WORK TO BE COMPLETED:
Reproduce everything from the start of the records down to the line that contains "M 103 29 L 103", both ends included, character for character. Leave the pictures out of your copy.

**********

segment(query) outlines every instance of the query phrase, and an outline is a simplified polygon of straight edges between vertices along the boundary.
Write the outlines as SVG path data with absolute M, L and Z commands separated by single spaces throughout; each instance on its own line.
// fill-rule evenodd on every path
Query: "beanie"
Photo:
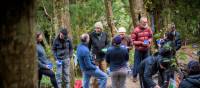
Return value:
M 120 36 L 116 36 L 116 37 L 114 37 L 114 39 L 113 39 L 113 42 L 114 42 L 115 44 L 117 44 L 117 45 L 120 44 L 121 41 L 122 41 L 122 39 L 121 39 Z
M 103 29 L 103 24 L 99 21 L 99 22 L 96 22 L 96 23 L 94 24 L 94 27 L 98 27 L 98 28 Z

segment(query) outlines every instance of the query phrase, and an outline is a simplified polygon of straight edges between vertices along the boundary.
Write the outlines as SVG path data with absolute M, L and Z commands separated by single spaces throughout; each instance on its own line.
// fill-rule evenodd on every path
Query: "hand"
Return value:
M 159 86 L 159 85 L 156 85 L 156 86 L 154 86 L 154 88 L 160 88 L 160 86 Z

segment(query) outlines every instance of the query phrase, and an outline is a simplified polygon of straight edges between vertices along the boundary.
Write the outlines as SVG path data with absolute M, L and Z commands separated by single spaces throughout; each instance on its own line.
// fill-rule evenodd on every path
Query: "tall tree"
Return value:
M 37 88 L 35 2 L 0 3 L 0 88 Z
M 146 10 L 144 8 L 143 0 L 129 0 L 130 12 L 133 21 L 133 25 L 136 26 L 139 23 L 140 17 L 146 16 Z
M 106 15 L 107 15 L 107 23 L 110 27 L 112 37 L 115 34 L 115 24 L 113 21 L 113 12 L 112 12 L 112 0 L 104 0 L 105 7 L 106 7 Z
M 54 28 L 56 34 L 58 34 L 58 29 L 60 27 L 67 28 L 69 32 L 69 37 L 72 38 L 71 34 L 71 24 L 70 24 L 70 12 L 69 12 L 69 0 L 54 0 Z M 73 60 L 73 59 L 71 59 Z M 74 62 L 71 61 L 70 66 L 70 84 L 71 88 L 74 85 Z

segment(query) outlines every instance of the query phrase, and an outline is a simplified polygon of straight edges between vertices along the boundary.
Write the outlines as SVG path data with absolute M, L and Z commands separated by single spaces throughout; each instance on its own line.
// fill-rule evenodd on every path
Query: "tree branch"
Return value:
M 43 10 L 44 10 L 44 13 L 45 13 L 45 16 L 47 17 L 47 19 L 48 19 L 49 21 L 52 21 L 51 16 L 48 14 L 47 9 L 46 9 L 46 7 L 44 6 L 43 1 L 42 1 L 42 7 L 43 7 Z

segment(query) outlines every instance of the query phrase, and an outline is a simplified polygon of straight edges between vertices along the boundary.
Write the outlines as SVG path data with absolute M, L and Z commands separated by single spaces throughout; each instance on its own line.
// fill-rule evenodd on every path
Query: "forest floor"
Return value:
M 200 46 L 198 46 L 200 47 Z M 177 55 L 184 55 L 186 56 L 186 59 L 178 59 L 178 63 L 181 64 L 181 66 L 184 66 L 183 68 L 185 68 L 186 64 L 190 61 L 190 60 L 198 60 L 197 55 L 195 54 L 197 51 L 197 48 L 193 48 L 192 46 L 182 46 L 182 48 L 177 52 Z M 157 77 L 154 77 L 154 80 L 157 80 Z M 111 88 L 111 78 L 108 78 L 107 81 L 107 88 Z M 139 80 L 134 83 L 132 81 L 132 76 L 128 76 L 126 79 L 126 88 L 140 88 L 140 83 Z

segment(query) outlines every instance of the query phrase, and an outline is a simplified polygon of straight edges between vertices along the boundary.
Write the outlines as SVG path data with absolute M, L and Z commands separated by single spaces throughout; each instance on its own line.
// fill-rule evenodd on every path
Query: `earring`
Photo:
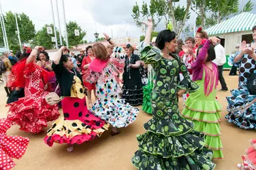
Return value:
M 166 46 L 166 51 L 167 51 L 167 55 L 169 56 L 170 55 L 170 51 L 169 51 L 167 46 Z

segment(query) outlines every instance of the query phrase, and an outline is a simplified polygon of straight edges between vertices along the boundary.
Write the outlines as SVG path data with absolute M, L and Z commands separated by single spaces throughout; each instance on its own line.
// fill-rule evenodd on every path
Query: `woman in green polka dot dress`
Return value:
M 212 151 L 204 147 L 204 135 L 194 131 L 193 122 L 180 116 L 177 95 L 195 91 L 198 86 L 190 80 L 182 61 L 172 53 L 177 46 L 176 33 L 161 31 L 157 48 L 150 45 L 152 22 L 143 23 L 148 31 L 139 48 L 140 59 L 152 65 L 156 76 L 151 99 L 153 118 L 144 125 L 146 132 L 137 137 L 139 150 L 131 162 L 139 169 L 213 169 Z M 180 71 L 185 78 L 181 82 Z

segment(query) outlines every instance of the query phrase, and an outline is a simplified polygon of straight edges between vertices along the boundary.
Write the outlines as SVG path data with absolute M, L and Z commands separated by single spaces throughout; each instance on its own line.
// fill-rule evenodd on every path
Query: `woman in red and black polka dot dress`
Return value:
M 253 28 L 253 38 L 249 46 L 242 41 L 241 51 L 231 58 L 234 65 L 239 67 L 239 84 L 238 88 L 231 90 L 232 96 L 227 97 L 229 113 L 225 118 L 245 129 L 256 129 L 256 105 L 253 101 L 256 95 L 250 94 L 246 84 L 250 76 L 256 73 L 256 25 Z
M 44 142 L 67 143 L 67 151 L 73 150 L 73 144 L 81 144 L 99 137 L 109 124 L 95 116 L 87 109 L 85 88 L 80 73 L 74 69 L 71 57 L 62 55 L 62 47 L 54 56 L 52 69 L 61 87 L 63 117 L 61 117 L 48 131 Z
M 0 119 L 0 169 L 3 170 L 11 169 L 16 165 L 12 158 L 20 158 L 29 141 L 27 137 L 7 135 L 6 131 L 11 126 L 9 120 Z
M 13 80 L 16 84 L 14 87 L 16 90 L 23 88 L 25 97 L 7 105 L 8 119 L 19 125 L 21 131 L 32 133 L 41 133 L 48 122 L 55 120 L 60 116 L 58 106 L 48 105 L 45 99 L 49 93 L 45 86 L 54 74 L 35 63 L 39 50 L 43 48 L 35 48 L 27 58 L 14 65 L 16 71 Z

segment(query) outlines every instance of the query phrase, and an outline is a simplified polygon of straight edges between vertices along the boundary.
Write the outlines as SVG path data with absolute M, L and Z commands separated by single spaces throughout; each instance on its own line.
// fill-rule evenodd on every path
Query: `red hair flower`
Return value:
M 202 27 L 199 27 L 197 31 L 197 33 L 200 33 L 201 31 L 202 31 Z
M 202 41 L 201 41 L 201 44 L 200 44 L 200 45 L 202 45 L 202 46 L 204 46 L 204 44 L 206 42 L 206 41 L 207 41 L 207 39 L 202 39 Z

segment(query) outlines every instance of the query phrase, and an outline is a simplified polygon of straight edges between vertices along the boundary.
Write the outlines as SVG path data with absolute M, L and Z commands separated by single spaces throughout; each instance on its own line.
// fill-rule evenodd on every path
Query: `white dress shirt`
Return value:
M 214 47 L 214 51 L 216 58 L 212 62 L 218 66 L 223 65 L 226 63 L 227 58 L 225 48 L 220 44 L 218 44 Z

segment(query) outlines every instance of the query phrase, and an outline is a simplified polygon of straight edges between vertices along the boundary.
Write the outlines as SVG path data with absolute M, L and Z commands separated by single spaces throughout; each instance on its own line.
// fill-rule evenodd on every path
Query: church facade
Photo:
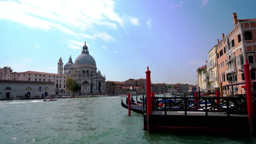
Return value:
M 105 93 L 105 76 L 97 69 L 95 60 L 90 55 L 86 42 L 81 55 L 75 59 L 74 63 L 71 56 L 64 67 L 63 64 L 61 57 L 58 63 L 58 74 L 66 75 L 68 77 L 74 79 L 79 86 L 79 92 L 77 92 L 82 95 Z

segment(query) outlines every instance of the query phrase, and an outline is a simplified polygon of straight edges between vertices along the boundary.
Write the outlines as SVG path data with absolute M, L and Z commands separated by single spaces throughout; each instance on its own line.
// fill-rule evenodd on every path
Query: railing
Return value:
M 230 116 L 230 114 L 247 114 L 246 97 L 152 97 L 152 111 L 184 111 L 187 116 L 188 111 L 221 112 Z M 254 98 L 256 101 L 256 98 Z M 256 103 L 254 103 L 256 106 Z
M 256 69 L 256 63 L 250 63 L 250 69 Z
M 237 69 L 236 68 L 236 67 L 232 67 L 227 70 L 225 72 L 225 74 L 226 74 L 229 73 L 235 73 L 236 72 L 237 72 Z
M 211 78 L 209 79 L 209 81 L 216 81 L 217 80 L 217 77 L 213 77 L 213 78 Z

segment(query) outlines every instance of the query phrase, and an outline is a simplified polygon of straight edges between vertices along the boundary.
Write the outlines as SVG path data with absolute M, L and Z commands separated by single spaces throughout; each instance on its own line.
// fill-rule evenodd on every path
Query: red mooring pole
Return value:
M 197 98 L 197 92 L 194 92 L 194 98 Z M 198 101 L 198 99 L 194 99 L 194 103 L 195 104 L 197 103 L 197 101 Z M 197 106 L 195 106 L 195 109 L 196 109 L 196 110 L 198 109 Z
M 219 91 L 216 91 L 216 98 L 219 98 Z M 217 104 L 218 104 L 219 103 L 219 99 L 217 99 L 217 100 L 216 100 L 216 103 L 217 103 Z M 219 110 L 219 106 L 218 106 L 217 107 L 218 107 L 217 110 Z
M 248 117 L 249 118 L 249 123 L 250 124 L 251 135 L 252 136 L 253 135 L 253 119 L 254 116 L 253 113 L 252 84 L 251 83 L 251 81 L 249 67 L 250 64 L 248 63 L 247 59 L 246 59 L 246 63 L 243 64 L 243 68 L 245 69 L 245 88 L 246 89 Z
M 155 93 L 154 92 L 152 92 L 151 93 L 151 98 L 152 98 L 153 97 L 155 97 Z M 152 101 L 155 101 L 155 99 L 153 98 L 152 99 Z M 151 106 L 152 106 L 152 105 L 153 105 L 153 104 L 151 105 Z
M 131 94 L 128 93 L 128 116 L 131 116 Z
M 151 106 L 151 80 L 150 80 L 151 71 L 148 69 L 146 71 L 146 88 L 147 88 L 147 117 L 148 121 L 148 132 L 150 132 L 149 127 L 149 117 L 152 114 Z

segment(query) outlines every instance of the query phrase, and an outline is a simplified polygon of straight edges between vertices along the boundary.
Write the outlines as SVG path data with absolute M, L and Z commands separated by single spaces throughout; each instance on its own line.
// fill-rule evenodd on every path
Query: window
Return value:
M 242 74 L 242 80 L 244 81 L 245 80 L 245 74 Z
M 242 41 L 241 39 L 241 34 L 238 34 L 237 37 L 238 37 L 238 43 L 240 43 Z
M 245 32 L 245 40 L 252 40 L 252 32 Z
M 235 46 L 235 40 L 232 40 L 231 41 L 231 45 L 232 45 L 232 47 L 234 47 Z
M 255 72 L 251 72 L 251 79 L 252 79 L 252 80 L 255 80 Z
M 248 56 L 248 59 L 249 60 L 249 63 L 254 63 L 253 56 Z

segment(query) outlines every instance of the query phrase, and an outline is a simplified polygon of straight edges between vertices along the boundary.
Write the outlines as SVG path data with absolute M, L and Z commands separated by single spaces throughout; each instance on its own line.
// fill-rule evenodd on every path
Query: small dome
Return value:
M 59 59 L 59 62 L 62 63 L 62 59 L 61 59 L 61 57 L 60 58 L 60 59 Z
M 64 65 L 64 70 L 71 70 L 74 67 L 74 64 L 73 63 L 67 63 Z
M 75 64 L 87 64 L 96 65 L 95 60 L 94 60 L 94 58 L 89 54 L 86 42 L 84 43 L 84 45 L 83 46 L 82 54 L 75 59 Z
M 89 53 L 84 53 L 79 56 L 75 61 L 75 64 L 88 64 L 96 65 L 95 60 Z

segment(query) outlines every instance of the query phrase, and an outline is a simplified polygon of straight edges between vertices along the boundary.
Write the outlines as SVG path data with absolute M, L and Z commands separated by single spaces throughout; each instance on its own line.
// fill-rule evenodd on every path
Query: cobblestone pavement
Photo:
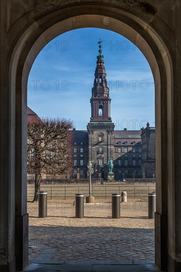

**********

REPLY TO THE EXERCISE:
segment(query) outlines every instance of the query phrase, and an outline is a simplified polygon of straight edges between vertices along the boundary.
Write the outlines as SVG path data with absolute M, L and Z commands separated by single spaces throughout; each instance on its own line.
// fill-rule evenodd on every path
Query: "beanie"
Photo:
Return value:
M 120 36 L 116 36 L 116 37 L 114 37 L 114 39 L 113 39 L 113 42 L 114 42 L 115 44 L 117 44 L 117 45 L 120 44 L 121 41 L 122 41 L 122 39 L 121 39 Z
M 103 29 L 103 24 L 99 21 L 99 22 L 96 22 L 96 23 L 94 24 L 94 27 L 98 27 L 98 28 Z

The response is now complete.